Extracted data entries:
____________________

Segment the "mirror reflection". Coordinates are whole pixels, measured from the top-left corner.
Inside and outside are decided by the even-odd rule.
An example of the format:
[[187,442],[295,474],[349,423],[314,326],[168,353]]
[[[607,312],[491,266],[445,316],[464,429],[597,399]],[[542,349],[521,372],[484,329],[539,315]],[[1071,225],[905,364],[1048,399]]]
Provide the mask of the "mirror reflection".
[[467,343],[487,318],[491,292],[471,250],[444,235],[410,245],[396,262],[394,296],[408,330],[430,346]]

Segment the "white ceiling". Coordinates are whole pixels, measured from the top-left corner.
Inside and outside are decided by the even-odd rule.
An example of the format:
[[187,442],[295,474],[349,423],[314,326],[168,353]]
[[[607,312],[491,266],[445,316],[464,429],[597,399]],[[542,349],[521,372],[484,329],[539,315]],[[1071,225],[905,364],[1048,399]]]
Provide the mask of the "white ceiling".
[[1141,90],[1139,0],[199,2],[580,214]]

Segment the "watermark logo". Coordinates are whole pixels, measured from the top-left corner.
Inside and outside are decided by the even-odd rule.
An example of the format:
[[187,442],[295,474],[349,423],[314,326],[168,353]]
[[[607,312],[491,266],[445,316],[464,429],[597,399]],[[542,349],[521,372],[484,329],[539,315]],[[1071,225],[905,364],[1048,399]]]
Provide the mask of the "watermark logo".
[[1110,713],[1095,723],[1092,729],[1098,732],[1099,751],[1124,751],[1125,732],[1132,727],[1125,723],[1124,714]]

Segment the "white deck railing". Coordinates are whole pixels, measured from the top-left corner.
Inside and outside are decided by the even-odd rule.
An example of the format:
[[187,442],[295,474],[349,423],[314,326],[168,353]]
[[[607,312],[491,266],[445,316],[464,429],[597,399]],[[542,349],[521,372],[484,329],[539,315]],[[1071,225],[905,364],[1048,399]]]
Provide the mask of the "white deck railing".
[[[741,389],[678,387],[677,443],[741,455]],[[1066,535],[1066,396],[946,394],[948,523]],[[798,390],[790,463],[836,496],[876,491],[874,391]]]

____________________

*Given task*
Can you write out the records again, starting from the beginning and stopping after the line that contains "[[1141,90],[1139,0],[199,2],[580,214]]", requests included, with every coordinate in the answers multiplied by 2.1 and rounded to a whole number, halves up? Leave the numbers in the requests and their format samples as they are.

*Result of the task*
Segment the "mirror reflection". Coordinates are whole pixels, measured from the top-left corner.
Inside and outside are decided by the even-odd rule.
An example of the format:
[[187,442],[295,474],[349,423],[314,326],[168,353]]
[[[607,312],[491,266],[445,316],[464,429],[597,399]],[[542,349],[521,372],[484,329],[539,315]],[[1071,225],[905,364],[1048,399]]]
Provide the mask of the "mirror reflection".
[[981,720],[1023,668],[1031,613],[989,525],[932,494],[861,515],[832,550],[827,622],[857,693],[903,727]]

Segment the "white ceiling". Coordinates are whole pixels, measured from the top-left corner.
Inside and outside are decided by the even-odd rule.
An example of the format:
[[187,442],[295,474],[349,423],[314,326],[168,353]]
[[[607,312],[491,266],[445,316],[464,429],[597,399]],[[542,349],[521,372],[484,329],[539,315]],[[1071,225],[905,364],[1048,399]]]
Provide the mask of the "white ceiling".
[[2396,189],[2392,0],[418,4],[1218,449]]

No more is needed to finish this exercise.